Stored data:
— begin —

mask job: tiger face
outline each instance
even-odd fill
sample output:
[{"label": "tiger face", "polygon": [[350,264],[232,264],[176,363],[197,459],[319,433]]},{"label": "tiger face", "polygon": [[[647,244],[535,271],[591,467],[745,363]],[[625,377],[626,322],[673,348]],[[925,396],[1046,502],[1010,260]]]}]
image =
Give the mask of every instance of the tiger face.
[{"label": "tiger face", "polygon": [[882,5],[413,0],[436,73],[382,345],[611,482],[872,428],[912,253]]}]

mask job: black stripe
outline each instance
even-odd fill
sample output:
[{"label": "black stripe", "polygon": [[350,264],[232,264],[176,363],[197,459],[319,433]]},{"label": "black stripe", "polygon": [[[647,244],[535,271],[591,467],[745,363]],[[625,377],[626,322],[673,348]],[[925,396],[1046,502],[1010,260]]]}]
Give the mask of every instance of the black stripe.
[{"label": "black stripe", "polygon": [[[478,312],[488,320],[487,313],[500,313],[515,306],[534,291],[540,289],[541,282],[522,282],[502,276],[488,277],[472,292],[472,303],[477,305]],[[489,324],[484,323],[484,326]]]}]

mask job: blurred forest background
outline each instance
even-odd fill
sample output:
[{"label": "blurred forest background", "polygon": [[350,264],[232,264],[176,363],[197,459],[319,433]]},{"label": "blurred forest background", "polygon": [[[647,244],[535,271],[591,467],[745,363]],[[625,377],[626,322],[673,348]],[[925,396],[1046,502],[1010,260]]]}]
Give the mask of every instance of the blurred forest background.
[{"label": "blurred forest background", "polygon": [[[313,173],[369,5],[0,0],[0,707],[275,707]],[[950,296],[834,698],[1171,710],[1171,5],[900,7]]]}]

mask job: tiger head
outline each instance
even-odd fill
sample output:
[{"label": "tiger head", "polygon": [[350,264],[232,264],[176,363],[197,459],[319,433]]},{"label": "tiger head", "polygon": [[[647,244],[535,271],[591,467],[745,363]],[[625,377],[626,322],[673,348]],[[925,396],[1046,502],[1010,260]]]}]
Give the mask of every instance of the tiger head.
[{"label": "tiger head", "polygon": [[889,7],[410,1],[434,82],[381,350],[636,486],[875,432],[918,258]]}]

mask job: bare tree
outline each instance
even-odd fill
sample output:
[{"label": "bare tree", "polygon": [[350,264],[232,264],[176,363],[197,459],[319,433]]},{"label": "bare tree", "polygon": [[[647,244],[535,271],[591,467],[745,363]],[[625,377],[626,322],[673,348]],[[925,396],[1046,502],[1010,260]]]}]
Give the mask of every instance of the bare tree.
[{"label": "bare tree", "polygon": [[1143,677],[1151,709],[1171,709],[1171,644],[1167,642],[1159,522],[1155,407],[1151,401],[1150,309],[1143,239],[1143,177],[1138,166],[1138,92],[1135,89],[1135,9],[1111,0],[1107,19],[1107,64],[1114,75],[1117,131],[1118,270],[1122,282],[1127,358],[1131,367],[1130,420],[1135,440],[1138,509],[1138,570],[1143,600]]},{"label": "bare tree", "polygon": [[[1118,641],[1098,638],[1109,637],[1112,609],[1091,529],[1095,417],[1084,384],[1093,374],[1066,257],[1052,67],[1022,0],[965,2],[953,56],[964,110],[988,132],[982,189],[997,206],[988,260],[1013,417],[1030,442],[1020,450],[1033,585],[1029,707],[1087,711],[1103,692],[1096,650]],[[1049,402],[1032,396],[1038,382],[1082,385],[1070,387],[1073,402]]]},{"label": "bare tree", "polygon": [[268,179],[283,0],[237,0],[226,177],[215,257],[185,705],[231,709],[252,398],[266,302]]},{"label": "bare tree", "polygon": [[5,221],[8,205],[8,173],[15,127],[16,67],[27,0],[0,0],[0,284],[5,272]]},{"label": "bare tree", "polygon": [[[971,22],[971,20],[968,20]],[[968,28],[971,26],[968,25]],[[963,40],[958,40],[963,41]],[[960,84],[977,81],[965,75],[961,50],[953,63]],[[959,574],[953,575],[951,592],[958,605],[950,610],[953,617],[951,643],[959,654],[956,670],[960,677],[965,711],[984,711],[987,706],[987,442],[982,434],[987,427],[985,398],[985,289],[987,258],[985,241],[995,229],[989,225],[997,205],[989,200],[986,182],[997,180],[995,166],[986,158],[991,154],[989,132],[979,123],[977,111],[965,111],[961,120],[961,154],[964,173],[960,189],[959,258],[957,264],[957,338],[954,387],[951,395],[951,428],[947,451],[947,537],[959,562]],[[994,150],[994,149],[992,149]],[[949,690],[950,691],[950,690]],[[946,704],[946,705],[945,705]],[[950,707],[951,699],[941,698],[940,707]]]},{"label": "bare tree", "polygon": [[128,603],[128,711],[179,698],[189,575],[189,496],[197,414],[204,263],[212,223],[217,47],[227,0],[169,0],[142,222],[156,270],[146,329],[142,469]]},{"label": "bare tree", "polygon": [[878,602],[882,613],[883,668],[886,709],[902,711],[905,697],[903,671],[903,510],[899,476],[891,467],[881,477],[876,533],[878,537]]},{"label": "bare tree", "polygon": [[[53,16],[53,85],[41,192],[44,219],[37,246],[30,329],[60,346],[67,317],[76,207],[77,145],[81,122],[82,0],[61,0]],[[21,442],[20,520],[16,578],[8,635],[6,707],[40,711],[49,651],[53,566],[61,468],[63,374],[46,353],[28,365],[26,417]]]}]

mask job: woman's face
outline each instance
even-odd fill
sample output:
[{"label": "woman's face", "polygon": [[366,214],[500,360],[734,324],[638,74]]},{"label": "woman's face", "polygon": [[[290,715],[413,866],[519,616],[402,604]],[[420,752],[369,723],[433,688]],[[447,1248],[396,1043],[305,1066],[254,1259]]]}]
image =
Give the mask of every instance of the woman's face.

— end —

Brief → Quote all of the entries verbatim.

Solution →
mask job: tiger face
outline each instance
even-odd fill
sample output:
[{"label": "tiger face", "polygon": [[350,264],[232,264],[176,363],[197,459],[319,433]]},{"label": "tiger face", "polygon": [[[647,244],[535,271],[591,467],[745,363]],[[625,377],[626,322],[673,348]],[[925,396],[1046,502],[1010,260]]]}]
image =
Give the mask of every instance of the tiger face.
[{"label": "tiger face", "polygon": [[882,5],[413,0],[436,73],[382,345],[611,482],[872,428],[912,253]]}]

mask job: black stripe
outline each instance
even-odd fill
sample output:
[{"label": "black stripe", "polygon": [[350,264],[232,264],[176,363],[197,459],[319,433]]},{"label": "black stripe", "polygon": [[[647,244],[535,271],[591,467],[745,363]],[[625,377],[626,322],[673,348]],[[925,396],[1046,502],[1010,260]]]}]
Give the mask of every instance of the black stripe.
[{"label": "black stripe", "polygon": [[[478,312],[488,320],[487,313],[500,313],[515,306],[534,291],[540,289],[541,282],[522,282],[502,276],[488,277],[472,292],[472,303],[477,305]],[[489,324],[484,323],[484,326]]]}]

mask job: blurred forest background
outline each instance
even-odd fill
sample output:
[{"label": "blurred forest background", "polygon": [[350,264],[232,264],[176,363],[197,459],[319,433]]},{"label": "blurred forest background", "polygon": [[[647,244],[535,271],[591,467],[745,363]],[[625,377],[626,322],[673,348]],[[925,396],[1046,502],[1010,260]]]}]
Give the mask of every instance of the blurred forest background.
[{"label": "blurred forest background", "polygon": [[[313,173],[369,5],[0,0],[0,707],[275,707]],[[950,296],[834,698],[1171,710],[1171,5],[900,7]]]}]

mask job: tiger head
outline each instance
even-odd fill
sample output:
[{"label": "tiger head", "polygon": [[350,264],[232,264],[176,363],[197,459],[319,433]]},{"label": "tiger head", "polygon": [[[647,244],[535,271],[591,467],[745,363]],[[625,377],[626,322],[673,348]],[[925,396],[1046,502],[1010,260]]]}]
Give the mask of every instance of the tiger head.
[{"label": "tiger head", "polygon": [[889,7],[410,1],[434,82],[381,350],[636,486],[875,432],[918,258]]}]

mask job: bare tree
outline each instance
even-odd fill
sample output:
[{"label": "bare tree", "polygon": [[350,264],[232,264],[176,363],[197,459],[319,433]]},{"label": "bare tree", "polygon": [[[647,244],[535,271],[591,467],[745,363]],[[625,377],[626,322],[673,348]],[[925,396],[1046,502],[1010,260]]]}]
Give the mask of every instance of the bare tree.
[{"label": "bare tree", "polygon": [[1143,677],[1151,709],[1171,709],[1171,644],[1167,642],[1159,522],[1155,407],[1151,401],[1150,309],[1143,239],[1143,177],[1138,166],[1138,92],[1135,89],[1135,9],[1111,0],[1107,19],[1107,64],[1114,75],[1117,131],[1118,270],[1122,282],[1127,358],[1131,367],[1130,420],[1135,440],[1138,509],[1138,570],[1143,600]]},{"label": "bare tree", "polygon": [[[1118,641],[1098,638],[1109,637],[1112,609],[1091,529],[1095,417],[1084,384],[1093,374],[1066,257],[1052,67],[1022,0],[965,2],[953,56],[964,110],[988,132],[982,189],[997,206],[988,260],[1013,417],[1030,442],[1020,450],[1033,585],[1029,707],[1087,711],[1103,692],[1096,650]],[[1049,402],[1032,396],[1038,382],[1082,385],[1070,387],[1073,402]]]},{"label": "bare tree", "polygon": [[268,179],[283,0],[237,0],[226,177],[215,257],[185,705],[231,709],[252,398],[266,302]]},{"label": "bare tree", "polygon": [[5,221],[8,205],[8,173],[15,127],[16,67],[27,0],[0,0],[0,284],[5,272]]},{"label": "bare tree", "polygon": [[[971,22],[971,20],[968,20]],[[968,28],[971,26],[968,25]],[[963,40],[958,40],[963,41]],[[960,84],[977,81],[965,75],[961,50],[953,63]],[[959,574],[953,575],[951,592],[958,605],[950,610],[953,617],[951,643],[959,654],[956,670],[960,677],[965,711],[984,711],[987,706],[987,442],[982,434],[987,427],[985,398],[985,289],[987,258],[985,241],[995,229],[989,225],[997,205],[989,200],[986,182],[997,180],[995,166],[986,158],[991,154],[989,132],[979,123],[977,111],[965,111],[961,120],[961,154],[964,173],[960,189],[959,258],[957,264],[957,338],[954,387],[951,395],[951,428],[947,451],[947,537],[959,562]],[[994,150],[994,149],[992,149]],[[949,690],[950,691],[950,690]],[[946,704],[946,705],[945,705]],[[950,707],[951,699],[941,698],[940,707]]]},{"label": "bare tree", "polygon": [[128,603],[128,711],[179,698],[189,575],[189,496],[197,414],[204,263],[212,223],[217,47],[227,0],[169,0],[142,222],[156,270],[146,329],[142,469]]},{"label": "bare tree", "polygon": [[878,602],[882,613],[883,668],[886,709],[902,711],[905,697],[903,671],[903,510],[899,476],[891,467],[881,477],[876,533],[878,537]]},{"label": "bare tree", "polygon": [[[53,16],[53,85],[41,192],[44,219],[37,246],[30,329],[60,346],[67,317],[76,207],[77,145],[81,122],[82,0],[61,0]],[[21,442],[20,520],[16,578],[8,635],[6,707],[40,711],[49,651],[53,566],[61,468],[63,374],[46,353],[28,365],[26,417]]]}]

mask job: woman's face
outline each instance
even-odd fill
sample output:
[{"label": "woman's face", "polygon": [[366,214],[500,360],[734,324],[638,74]]},{"label": "woman's face", "polygon": [[[290,715],[413,866],[519,616],[402,604]],[[420,752],[369,723],[433,688]],[[447,1248],[396,1043],[305,1066],[254,1259]]]}]
image =
Give the mask of every instance of the woman's face.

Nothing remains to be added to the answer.